EXERCISE
Return, unchanged, the stretch of the records from their first line through the line containing "point(105, 36)", with both of those lines included.

RAW RECORDS

##############################

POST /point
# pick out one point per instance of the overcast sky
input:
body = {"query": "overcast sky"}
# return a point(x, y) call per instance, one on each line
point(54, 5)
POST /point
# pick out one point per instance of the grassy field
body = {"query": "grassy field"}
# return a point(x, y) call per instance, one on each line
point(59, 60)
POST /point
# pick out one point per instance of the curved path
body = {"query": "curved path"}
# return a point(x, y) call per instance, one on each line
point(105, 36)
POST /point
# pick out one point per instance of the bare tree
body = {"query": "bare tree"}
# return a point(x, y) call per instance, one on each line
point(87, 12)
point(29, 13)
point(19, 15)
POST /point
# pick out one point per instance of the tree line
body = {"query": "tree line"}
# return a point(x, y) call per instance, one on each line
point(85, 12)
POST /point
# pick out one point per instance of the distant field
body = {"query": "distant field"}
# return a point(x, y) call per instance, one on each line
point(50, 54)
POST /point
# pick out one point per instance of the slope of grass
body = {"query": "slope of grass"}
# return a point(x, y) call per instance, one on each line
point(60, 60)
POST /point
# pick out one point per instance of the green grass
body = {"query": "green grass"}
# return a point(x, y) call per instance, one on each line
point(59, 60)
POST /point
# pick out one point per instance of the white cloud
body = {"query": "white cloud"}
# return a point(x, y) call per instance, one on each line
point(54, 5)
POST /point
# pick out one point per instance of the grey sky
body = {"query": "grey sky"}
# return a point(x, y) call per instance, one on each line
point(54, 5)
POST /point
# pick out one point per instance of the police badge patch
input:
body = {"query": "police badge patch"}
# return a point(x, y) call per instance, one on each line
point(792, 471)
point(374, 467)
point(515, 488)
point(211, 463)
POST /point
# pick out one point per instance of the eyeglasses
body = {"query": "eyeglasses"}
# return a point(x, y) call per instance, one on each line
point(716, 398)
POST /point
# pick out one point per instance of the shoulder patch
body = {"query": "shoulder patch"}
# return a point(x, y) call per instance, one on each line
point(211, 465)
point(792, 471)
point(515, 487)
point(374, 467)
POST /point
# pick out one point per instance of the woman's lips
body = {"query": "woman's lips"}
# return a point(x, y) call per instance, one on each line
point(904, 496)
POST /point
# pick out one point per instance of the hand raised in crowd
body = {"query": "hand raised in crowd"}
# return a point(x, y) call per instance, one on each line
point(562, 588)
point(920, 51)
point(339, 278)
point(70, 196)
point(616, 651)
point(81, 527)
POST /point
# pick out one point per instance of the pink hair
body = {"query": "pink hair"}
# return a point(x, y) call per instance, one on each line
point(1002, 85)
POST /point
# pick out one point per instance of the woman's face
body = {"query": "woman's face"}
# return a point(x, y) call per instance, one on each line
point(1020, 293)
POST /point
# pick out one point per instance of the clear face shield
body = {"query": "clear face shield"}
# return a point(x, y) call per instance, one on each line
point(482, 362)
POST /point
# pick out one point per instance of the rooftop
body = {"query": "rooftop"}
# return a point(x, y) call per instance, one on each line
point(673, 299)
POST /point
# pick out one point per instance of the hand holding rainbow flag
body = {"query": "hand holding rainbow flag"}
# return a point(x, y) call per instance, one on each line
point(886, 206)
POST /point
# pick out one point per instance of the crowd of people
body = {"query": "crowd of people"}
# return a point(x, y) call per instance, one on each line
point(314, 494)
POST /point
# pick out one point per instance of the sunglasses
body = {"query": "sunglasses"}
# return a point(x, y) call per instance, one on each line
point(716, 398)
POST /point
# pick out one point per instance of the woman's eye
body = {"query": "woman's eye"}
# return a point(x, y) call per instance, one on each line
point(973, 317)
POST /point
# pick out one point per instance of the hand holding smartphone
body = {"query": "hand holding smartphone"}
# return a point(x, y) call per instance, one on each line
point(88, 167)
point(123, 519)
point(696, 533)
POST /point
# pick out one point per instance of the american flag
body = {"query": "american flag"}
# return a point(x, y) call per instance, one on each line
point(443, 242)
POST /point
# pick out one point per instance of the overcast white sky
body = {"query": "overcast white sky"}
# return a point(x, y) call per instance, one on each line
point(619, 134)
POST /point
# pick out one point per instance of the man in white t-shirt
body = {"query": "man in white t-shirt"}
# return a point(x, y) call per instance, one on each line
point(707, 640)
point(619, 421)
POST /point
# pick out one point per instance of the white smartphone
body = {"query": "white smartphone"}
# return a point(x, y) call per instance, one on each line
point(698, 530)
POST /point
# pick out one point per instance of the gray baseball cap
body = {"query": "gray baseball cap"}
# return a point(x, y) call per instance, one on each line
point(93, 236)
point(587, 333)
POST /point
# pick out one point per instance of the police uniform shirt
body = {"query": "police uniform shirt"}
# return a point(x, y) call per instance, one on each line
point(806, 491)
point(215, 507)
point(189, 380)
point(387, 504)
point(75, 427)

##############################

RESPONSE FOR THIS EXERCISE
POST /point
# pick out one point per instance of the overcast sky
input:
body = {"query": "overcast sky"}
# return a point(x, y) call per instance, one on each line
point(54, 5)
POST /point
# pick out one point per instance of the grassy field
body = {"query": "grassy field"}
# return a point(x, y) call per instance, one on each line
point(59, 60)
POST /point
# pick out one point per instance of the curved path
body = {"query": "curved path"}
# return a point(x, y) call per instance, one on each line
point(105, 36)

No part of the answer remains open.